# [Work to be completed]
Please quote the data word for word, starting at the line that contains "Practice step: pin every instance of the black cow" and stopping after the line that contains "[(305, 256)]". Omit any pictures from your answer.

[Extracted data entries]
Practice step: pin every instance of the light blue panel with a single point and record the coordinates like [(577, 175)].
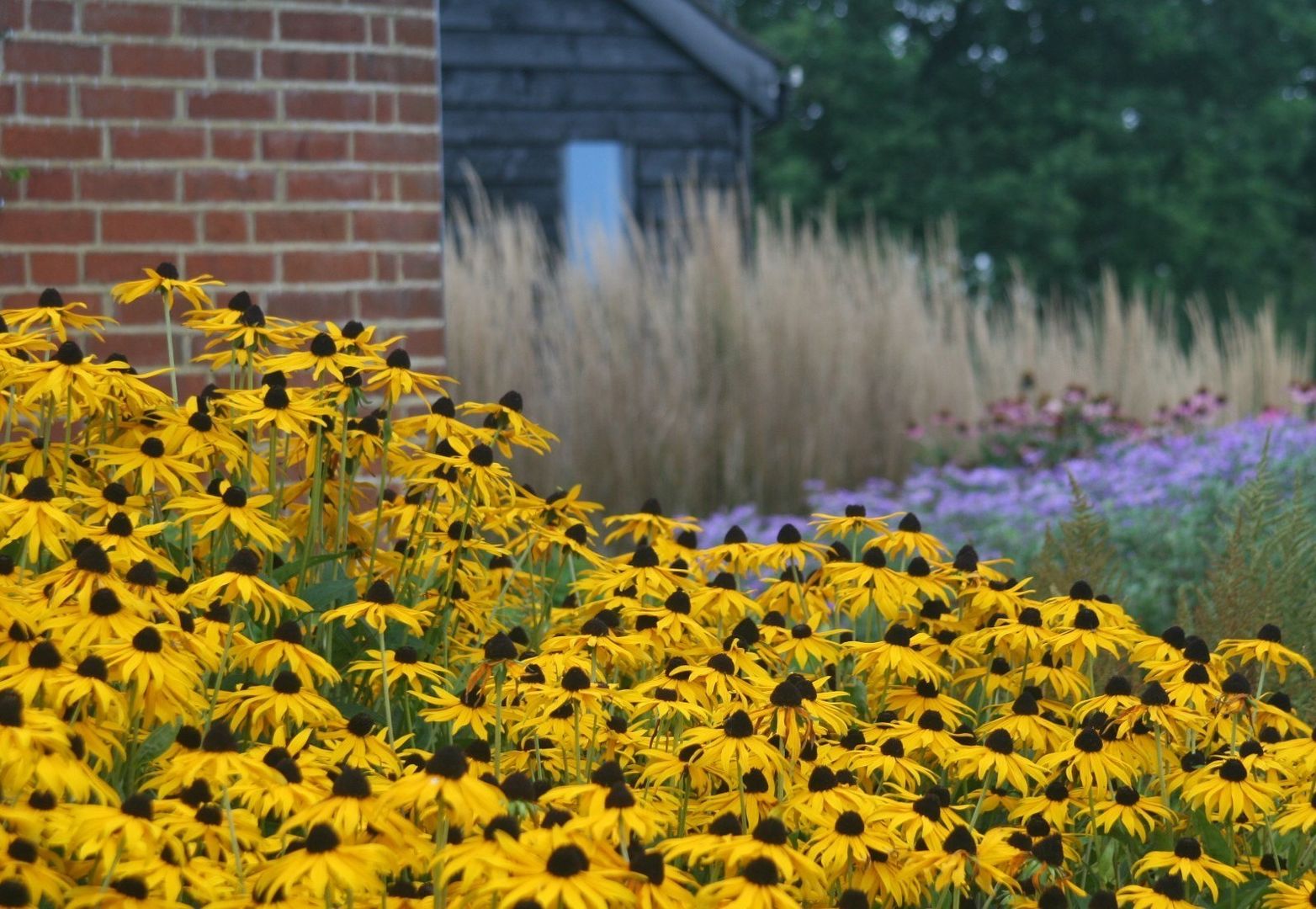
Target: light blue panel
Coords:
[(594, 194)]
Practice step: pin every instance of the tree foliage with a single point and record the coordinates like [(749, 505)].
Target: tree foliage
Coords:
[(1173, 141)]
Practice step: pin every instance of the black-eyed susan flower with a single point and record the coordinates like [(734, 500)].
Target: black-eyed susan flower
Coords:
[(231, 507), (396, 378), (241, 583), (1190, 864), (53, 313), (326, 862), (1133, 812), (165, 278)]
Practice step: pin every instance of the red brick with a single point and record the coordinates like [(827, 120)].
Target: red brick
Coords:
[(332, 28), (422, 186), (404, 303), (12, 270), (11, 14), (305, 65), (235, 63), (326, 268), (417, 32), (30, 228), (417, 108), (51, 56), (145, 312), (233, 268), (142, 348), (399, 226), (228, 186), (51, 268), (24, 141), (392, 4), (130, 142), (386, 266), (233, 145), (45, 100), (395, 69), (126, 19), (54, 186), (154, 62), (422, 266), (326, 105), (226, 226), (126, 186), (428, 343), (422, 147), (335, 306), (146, 226), (294, 145), (50, 16), (231, 105), (226, 23), (300, 226), (126, 102), (342, 186)]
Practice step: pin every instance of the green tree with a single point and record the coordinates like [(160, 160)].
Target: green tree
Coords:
[(1170, 140)]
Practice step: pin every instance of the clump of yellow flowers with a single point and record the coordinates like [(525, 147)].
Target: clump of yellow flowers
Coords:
[(301, 640)]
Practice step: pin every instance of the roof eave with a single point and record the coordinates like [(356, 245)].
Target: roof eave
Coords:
[(742, 66)]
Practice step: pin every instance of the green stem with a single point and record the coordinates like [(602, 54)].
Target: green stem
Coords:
[(168, 343)]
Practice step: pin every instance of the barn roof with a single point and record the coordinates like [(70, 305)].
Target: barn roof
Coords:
[(746, 66)]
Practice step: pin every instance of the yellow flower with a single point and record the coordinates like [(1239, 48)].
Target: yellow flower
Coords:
[(165, 278), (51, 311)]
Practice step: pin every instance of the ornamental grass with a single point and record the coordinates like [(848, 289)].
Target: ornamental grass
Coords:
[(728, 366), (301, 640)]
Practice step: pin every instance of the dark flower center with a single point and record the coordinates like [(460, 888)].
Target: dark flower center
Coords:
[(322, 345), (69, 354), (576, 679), (287, 683), (352, 783), (37, 490), (45, 656), (245, 562), (399, 359), (567, 862), (849, 824), (321, 839), (135, 888), (999, 741), (761, 873), (1232, 771), (147, 641), (1089, 741), (448, 762), (959, 841)]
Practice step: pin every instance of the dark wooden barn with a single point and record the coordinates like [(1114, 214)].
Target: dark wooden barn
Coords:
[(586, 108)]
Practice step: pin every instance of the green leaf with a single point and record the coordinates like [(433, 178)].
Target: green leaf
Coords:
[(154, 746), (1213, 838), (289, 570), (328, 593)]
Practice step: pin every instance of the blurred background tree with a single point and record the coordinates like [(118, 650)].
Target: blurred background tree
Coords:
[(1173, 141)]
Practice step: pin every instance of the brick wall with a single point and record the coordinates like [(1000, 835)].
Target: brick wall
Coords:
[(289, 147)]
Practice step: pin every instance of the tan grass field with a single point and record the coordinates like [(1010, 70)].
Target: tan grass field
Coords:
[(691, 369)]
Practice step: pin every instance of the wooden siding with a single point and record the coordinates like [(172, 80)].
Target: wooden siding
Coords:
[(524, 77)]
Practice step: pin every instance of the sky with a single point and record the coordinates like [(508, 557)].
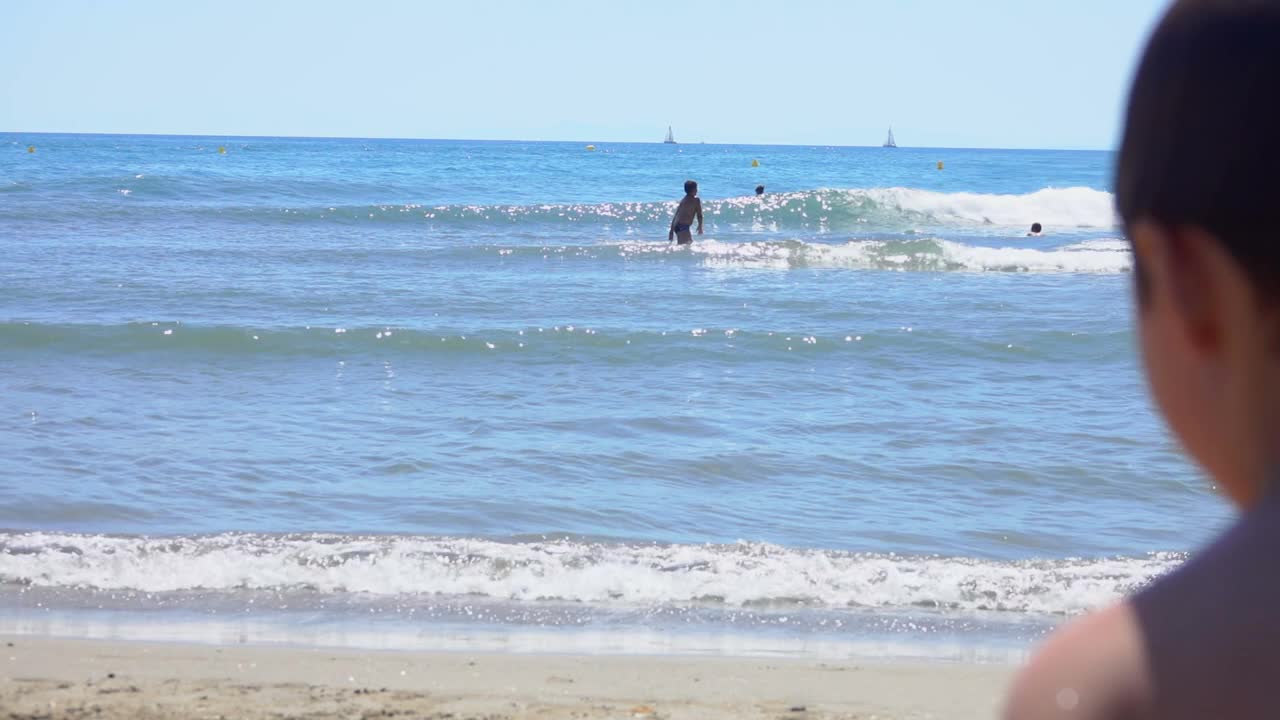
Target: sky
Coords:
[(945, 73)]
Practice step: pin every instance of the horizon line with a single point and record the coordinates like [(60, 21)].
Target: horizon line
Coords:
[(528, 140)]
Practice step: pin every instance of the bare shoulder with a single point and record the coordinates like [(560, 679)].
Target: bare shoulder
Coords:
[(1093, 669)]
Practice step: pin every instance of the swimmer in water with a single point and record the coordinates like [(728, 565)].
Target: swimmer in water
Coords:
[(690, 208)]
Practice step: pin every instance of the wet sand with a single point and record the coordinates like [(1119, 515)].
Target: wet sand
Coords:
[(46, 678)]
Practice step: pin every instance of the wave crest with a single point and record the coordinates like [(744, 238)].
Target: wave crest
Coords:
[(741, 575)]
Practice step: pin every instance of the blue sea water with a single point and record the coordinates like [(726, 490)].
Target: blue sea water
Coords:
[(470, 386)]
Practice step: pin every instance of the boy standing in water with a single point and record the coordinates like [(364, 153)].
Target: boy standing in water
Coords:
[(690, 206), (1196, 185)]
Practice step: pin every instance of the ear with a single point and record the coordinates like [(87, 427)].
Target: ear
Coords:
[(1184, 270)]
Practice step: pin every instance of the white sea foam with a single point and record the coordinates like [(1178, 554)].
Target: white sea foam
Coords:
[(1054, 208), (743, 574)]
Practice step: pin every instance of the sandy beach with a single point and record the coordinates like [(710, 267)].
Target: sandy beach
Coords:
[(48, 678)]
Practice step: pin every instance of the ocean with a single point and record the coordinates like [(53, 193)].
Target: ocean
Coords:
[(465, 395)]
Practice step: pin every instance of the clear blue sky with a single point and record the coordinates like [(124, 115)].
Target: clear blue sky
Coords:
[(978, 73)]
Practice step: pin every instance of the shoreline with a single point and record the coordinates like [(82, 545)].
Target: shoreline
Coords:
[(55, 678)]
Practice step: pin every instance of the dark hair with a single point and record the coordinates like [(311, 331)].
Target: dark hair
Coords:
[(1202, 133)]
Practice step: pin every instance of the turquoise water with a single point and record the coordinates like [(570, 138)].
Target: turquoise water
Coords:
[(426, 377)]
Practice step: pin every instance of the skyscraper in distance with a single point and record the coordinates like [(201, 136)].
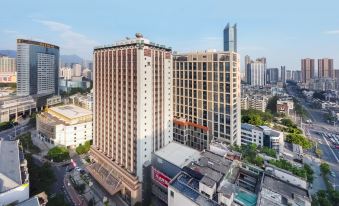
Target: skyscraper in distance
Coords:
[(230, 38), (37, 68), (256, 73), (206, 98), (283, 74), (132, 112), (325, 68), (307, 69)]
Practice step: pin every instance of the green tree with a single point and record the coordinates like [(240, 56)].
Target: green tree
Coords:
[(82, 149), (300, 140), (325, 168), (58, 154)]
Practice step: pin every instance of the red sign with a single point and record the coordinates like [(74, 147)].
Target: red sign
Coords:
[(160, 177)]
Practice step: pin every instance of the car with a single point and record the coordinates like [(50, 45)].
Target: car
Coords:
[(333, 174)]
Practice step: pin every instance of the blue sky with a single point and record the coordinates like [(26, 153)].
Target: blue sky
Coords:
[(283, 31)]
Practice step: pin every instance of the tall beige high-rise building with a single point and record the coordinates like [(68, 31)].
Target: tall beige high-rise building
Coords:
[(132, 112), (206, 100), (325, 68), (307, 69), (7, 70)]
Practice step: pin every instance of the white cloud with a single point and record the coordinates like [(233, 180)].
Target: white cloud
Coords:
[(71, 42), (332, 32)]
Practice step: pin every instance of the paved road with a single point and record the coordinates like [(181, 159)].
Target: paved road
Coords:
[(9, 134), (314, 131)]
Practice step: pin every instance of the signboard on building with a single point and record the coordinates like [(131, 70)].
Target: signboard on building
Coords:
[(160, 177)]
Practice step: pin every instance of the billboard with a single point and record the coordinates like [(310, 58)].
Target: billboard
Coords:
[(160, 177)]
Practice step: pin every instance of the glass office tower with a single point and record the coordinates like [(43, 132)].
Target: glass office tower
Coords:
[(37, 68)]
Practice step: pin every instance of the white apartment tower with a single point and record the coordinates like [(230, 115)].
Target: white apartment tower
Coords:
[(206, 98), (132, 112)]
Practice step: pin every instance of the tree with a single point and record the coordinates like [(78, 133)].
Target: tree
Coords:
[(325, 168), (300, 140), (58, 154), (256, 117)]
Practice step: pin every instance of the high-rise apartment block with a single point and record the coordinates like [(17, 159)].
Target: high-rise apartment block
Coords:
[(7, 70), (307, 69), (297, 76), (206, 98), (256, 73), (283, 74), (230, 38), (37, 68), (336, 73), (132, 112), (77, 70), (272, 75), (325, 68)]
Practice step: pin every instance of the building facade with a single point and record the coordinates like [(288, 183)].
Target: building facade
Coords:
[(37, 68), (7, 70), (132, 112), (272, 75), (261, 136), (66, 125), (307, 69), (14, 177), (206, 100), (256, 73), (283, 74), (230, 38), (325, 68)]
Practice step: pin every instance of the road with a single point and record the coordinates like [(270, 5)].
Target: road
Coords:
[(315, 132)]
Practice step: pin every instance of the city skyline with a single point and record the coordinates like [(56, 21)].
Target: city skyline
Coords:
[(284, 40)]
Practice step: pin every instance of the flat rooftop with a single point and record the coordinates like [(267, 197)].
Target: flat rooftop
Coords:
[(189, 187), (10, 173), (70, 111), (178, 154), (284, 188)]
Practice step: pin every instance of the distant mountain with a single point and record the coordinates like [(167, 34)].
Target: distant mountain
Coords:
[(69, 59), (9, 53)]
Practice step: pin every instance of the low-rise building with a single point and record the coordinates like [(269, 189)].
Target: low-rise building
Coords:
[(84, 101), (258, 102), (167, 163), (66, 85), (14, 181), (14, 106), (214, 180), (67, 125), (285, 105), (278, 192), (262, 136)]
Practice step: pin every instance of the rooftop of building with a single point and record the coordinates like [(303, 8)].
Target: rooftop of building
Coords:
[(70, 111), (138, 40), (247, 126), (178, 154), (187, 185), (283, 188), (10, 172), (37, 43)]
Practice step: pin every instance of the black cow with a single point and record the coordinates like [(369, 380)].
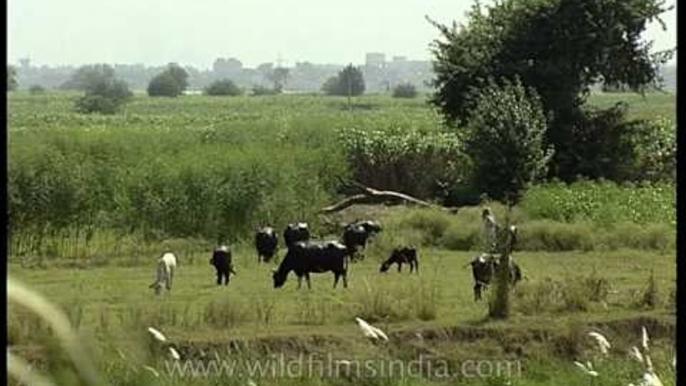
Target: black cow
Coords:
[(484, 268), (399, 256), (357, 233), (304, 257), (221, 260), (266, 241), (296, 232)]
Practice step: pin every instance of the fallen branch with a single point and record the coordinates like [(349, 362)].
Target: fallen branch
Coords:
[(373, 196)]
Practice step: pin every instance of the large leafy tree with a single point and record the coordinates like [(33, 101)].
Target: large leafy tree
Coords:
[(11, 78), (558, 47), (505, 141)]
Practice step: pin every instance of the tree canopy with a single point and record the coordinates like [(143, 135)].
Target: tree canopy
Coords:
[(11, 78), (558, 47)]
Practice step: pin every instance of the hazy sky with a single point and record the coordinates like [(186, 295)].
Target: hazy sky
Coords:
[(196, 32)]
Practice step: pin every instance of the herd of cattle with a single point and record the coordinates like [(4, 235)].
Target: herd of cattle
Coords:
[(305, 256)]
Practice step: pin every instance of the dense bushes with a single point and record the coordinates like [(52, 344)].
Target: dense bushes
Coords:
[(505, 141), (131, 182), (403, 159), (223, 87), (404, 90), (171, 82), (348, 82), (105, 96)]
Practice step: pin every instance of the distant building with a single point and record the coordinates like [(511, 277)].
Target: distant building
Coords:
[(375, 59)]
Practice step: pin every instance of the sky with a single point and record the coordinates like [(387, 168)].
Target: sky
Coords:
[(196, 32)]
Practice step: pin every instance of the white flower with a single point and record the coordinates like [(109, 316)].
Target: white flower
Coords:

# [Result]
Practice step: pin every instance of the black cow with a single point and record the coordinates like [(369, 380)].
Target: black cow
Coords:
[(484, 268), (399, 256), (357, 233), (304, 257), (221, 260), (266, 241), (296, 232)]
Practice step: pin every instance of the fallen branch with a single point and record the coordinates like [(349, 362)].
Target: fallen branch
Coords:
[(373, 196)]
Practice step: pin every instance of the large leafy tree with a single point and record the coordinates like [(33, 101)].
Target: large leafy tree
Coords:
[(11, 78), (558, 47), (505, 141)]
Practice step: pin every instance of the tree canopy with a single point and record the coordinates like [(143, 135)].
Target: tree canopy
Coords:
[(11, 78), (558, 47)]
Practice step: pin every instance of the hazy sky with a single point and record the coordinates like [(186, 295)].
Target: hazy sky
Coords:
[(196, 32)]
Practice step: pin every instance of the herd of cattle with a single point and record the coordinates like [(4, 235)].
Target: herd of cattle
Coords:
[(305, 256)]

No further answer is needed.